** begin **

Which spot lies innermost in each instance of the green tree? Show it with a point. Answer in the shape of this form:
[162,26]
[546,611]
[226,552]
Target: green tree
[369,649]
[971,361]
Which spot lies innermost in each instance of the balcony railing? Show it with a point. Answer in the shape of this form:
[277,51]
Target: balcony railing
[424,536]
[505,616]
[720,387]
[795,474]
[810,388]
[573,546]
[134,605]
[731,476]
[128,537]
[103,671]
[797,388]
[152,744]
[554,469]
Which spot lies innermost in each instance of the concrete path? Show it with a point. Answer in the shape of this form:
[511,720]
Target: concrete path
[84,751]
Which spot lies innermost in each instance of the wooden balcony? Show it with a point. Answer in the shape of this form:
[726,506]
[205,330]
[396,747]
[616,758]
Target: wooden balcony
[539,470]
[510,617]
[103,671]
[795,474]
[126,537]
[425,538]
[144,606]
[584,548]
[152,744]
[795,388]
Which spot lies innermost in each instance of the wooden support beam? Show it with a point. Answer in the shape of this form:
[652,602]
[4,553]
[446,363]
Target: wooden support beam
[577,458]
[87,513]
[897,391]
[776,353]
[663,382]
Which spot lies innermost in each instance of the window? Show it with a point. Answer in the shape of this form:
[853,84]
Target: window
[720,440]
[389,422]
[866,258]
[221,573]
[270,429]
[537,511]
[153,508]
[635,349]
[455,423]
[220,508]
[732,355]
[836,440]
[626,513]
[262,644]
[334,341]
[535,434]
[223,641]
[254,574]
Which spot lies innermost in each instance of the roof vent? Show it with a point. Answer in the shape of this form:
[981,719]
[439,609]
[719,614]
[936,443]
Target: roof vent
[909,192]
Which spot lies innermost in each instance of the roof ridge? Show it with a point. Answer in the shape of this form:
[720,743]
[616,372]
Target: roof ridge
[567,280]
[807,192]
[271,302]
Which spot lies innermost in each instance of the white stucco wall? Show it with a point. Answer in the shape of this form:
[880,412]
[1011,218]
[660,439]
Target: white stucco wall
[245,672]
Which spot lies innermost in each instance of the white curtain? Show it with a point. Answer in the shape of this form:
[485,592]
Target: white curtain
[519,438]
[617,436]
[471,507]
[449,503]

** end **
** begin **

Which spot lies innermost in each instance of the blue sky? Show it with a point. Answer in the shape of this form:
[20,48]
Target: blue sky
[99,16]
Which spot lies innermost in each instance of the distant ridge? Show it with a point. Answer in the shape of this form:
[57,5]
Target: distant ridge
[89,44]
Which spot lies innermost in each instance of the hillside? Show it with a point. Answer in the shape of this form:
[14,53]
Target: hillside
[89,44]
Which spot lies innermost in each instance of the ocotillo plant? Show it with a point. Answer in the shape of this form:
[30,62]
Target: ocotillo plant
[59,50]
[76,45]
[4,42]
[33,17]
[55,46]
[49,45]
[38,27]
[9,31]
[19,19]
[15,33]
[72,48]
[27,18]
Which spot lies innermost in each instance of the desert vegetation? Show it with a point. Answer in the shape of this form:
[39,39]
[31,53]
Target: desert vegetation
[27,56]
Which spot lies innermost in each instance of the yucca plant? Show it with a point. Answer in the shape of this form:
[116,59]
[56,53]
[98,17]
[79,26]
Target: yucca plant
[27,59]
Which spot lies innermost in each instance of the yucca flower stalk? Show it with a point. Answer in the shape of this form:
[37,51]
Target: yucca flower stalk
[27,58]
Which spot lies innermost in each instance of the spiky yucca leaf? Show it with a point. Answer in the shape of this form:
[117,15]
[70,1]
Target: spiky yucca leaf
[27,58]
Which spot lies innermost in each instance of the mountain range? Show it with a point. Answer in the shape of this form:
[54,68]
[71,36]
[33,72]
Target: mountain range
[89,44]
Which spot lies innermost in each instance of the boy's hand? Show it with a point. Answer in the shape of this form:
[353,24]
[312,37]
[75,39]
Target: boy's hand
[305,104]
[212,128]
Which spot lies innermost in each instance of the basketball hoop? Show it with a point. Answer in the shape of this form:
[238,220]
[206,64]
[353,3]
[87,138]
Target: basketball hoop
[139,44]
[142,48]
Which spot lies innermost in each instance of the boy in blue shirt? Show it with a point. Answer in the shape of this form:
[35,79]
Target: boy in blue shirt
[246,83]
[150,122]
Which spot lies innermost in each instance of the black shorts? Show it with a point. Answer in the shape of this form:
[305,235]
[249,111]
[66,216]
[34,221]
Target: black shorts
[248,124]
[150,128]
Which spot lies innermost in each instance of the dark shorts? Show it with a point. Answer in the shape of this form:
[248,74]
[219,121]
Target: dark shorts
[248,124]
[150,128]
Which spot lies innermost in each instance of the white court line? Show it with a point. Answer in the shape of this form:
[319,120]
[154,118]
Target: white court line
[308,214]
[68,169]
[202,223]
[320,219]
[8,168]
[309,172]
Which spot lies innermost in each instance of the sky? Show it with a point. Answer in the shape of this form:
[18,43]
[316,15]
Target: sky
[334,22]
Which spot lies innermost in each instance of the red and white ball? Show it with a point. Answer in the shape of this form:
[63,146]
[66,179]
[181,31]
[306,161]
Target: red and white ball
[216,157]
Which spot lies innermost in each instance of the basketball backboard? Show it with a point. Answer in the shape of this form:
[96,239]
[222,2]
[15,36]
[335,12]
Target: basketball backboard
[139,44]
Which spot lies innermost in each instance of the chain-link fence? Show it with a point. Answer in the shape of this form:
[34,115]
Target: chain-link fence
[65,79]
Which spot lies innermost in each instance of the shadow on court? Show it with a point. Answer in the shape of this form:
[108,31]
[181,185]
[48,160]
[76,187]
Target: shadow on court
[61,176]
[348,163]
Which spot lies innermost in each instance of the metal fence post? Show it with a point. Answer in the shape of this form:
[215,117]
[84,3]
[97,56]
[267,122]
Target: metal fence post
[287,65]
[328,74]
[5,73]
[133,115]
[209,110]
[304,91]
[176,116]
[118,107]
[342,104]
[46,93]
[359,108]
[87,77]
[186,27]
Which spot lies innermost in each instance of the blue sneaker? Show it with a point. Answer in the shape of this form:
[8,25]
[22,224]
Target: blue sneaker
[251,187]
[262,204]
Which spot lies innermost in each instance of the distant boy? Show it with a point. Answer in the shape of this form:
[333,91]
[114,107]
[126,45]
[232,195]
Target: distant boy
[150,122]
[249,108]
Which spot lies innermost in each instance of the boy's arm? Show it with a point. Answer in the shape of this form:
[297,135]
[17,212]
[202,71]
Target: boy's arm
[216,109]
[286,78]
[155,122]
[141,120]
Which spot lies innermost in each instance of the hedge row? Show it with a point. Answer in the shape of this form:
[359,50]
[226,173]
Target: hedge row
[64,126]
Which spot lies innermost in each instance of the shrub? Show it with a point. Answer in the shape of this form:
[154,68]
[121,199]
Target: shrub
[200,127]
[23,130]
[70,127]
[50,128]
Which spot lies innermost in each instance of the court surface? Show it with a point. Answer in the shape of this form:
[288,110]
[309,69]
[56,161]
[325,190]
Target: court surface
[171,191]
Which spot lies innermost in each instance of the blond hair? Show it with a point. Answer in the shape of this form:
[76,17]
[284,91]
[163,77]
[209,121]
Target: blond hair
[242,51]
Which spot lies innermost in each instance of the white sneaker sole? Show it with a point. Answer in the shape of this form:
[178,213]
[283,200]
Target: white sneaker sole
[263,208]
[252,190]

** end **

### Exercise instructions:
Collect every line from the items above that contains the string "hoop".

### Full solution:
Which spot lies innermost in each instance of the basketball hoop? Show it with a point. Answer in the shape of this form:
Target: basketball hoop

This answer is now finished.